The last time a major quake hit Nepal was in 1988. The magnitude-6.5 quake that hit the country then killed 721 people. Before that, the biggest recorded quake to strike the region was a magnitude-8.3 in 1934 that killed some 8,519 people, according to the government’s National Seismological Center.
Nepal introduced quake-resistant building code for the first time in 2003. But the code covers only a handful of cities, including the capital, Kathmandu. The code was the government’s response to the 1988 quake.
“Enforcement of the code remains very poor,” Shrestha says.
According to an estimate by the NSET, some 80 percent of the buildings in the country are not earthquake resistant.
“The risk is high. Yesterday’s quake was a wake-up call,” added Shrestha, who says he hopes the quake will lead to more stringent enforcement of building codes.

- Provided information -
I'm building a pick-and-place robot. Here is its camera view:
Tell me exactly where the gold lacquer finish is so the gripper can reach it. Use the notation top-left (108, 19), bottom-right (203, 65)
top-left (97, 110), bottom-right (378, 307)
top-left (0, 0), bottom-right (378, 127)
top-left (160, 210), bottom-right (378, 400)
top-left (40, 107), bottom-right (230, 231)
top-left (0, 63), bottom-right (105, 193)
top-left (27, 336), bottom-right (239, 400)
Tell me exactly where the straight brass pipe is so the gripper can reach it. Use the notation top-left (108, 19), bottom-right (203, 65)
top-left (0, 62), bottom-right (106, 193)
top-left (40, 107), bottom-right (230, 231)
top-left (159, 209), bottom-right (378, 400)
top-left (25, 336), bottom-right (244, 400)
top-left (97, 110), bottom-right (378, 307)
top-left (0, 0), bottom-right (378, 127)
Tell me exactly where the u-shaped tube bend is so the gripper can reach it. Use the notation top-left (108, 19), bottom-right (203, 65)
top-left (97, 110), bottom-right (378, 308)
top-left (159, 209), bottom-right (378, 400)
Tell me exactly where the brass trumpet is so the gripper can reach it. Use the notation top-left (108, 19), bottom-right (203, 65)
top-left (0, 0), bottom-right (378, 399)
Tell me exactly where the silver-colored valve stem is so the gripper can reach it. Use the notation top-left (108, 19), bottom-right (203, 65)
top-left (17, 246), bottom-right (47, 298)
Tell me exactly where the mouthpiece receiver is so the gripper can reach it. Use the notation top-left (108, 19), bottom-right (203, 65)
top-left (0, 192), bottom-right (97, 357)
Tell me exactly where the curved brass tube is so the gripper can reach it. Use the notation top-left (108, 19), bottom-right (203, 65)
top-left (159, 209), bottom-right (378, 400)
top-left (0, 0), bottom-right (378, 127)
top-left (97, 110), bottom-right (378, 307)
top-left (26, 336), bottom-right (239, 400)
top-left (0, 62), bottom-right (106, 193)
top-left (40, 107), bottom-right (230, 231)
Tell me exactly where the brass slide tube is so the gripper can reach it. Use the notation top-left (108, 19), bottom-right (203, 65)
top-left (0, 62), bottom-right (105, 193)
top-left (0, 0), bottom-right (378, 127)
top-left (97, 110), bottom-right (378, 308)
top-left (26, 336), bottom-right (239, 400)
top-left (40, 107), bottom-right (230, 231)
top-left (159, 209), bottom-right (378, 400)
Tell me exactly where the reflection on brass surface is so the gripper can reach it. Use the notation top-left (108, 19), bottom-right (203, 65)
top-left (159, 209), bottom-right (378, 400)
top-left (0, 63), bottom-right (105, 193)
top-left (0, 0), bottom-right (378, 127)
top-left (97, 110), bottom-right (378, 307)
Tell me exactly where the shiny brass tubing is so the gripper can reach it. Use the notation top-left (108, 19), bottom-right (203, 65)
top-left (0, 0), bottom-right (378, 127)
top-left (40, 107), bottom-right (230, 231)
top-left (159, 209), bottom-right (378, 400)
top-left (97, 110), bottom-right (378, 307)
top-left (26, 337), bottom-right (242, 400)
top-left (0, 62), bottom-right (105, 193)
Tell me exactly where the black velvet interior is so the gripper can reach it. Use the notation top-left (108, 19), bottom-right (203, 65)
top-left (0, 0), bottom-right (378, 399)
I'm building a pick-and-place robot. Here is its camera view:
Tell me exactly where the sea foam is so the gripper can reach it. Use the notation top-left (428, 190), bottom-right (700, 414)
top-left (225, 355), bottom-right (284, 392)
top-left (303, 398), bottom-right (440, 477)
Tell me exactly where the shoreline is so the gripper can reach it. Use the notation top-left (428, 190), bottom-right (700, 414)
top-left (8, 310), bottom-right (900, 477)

- Set problem A -
Write out the part of the Nepal earthquake passage between "The last time" and "National Seismological Center.", inclusive.
- Set problem B -
In one to three sentences, explain what prompted Nepal to introduce its quake-resistant building code in 2003, according to the Nepal earthquake passage.

- Expected output A -
The last time a major quake hit Nepal was in 1988. The magnitude-6.5 quake that hit the country then killed 721 people. Before that, the biggest recorded quake to strike the region was a magnitude-8.3 in 1934 that killed some 8,519 people, according to the government’s National Seismological Center.

- Expected output B -
The code was the government's response to the 1988 quake, a magnitude-6.5 earthquake that killed 721 people. That was the last major quake to hit Nepal before the code was introduced.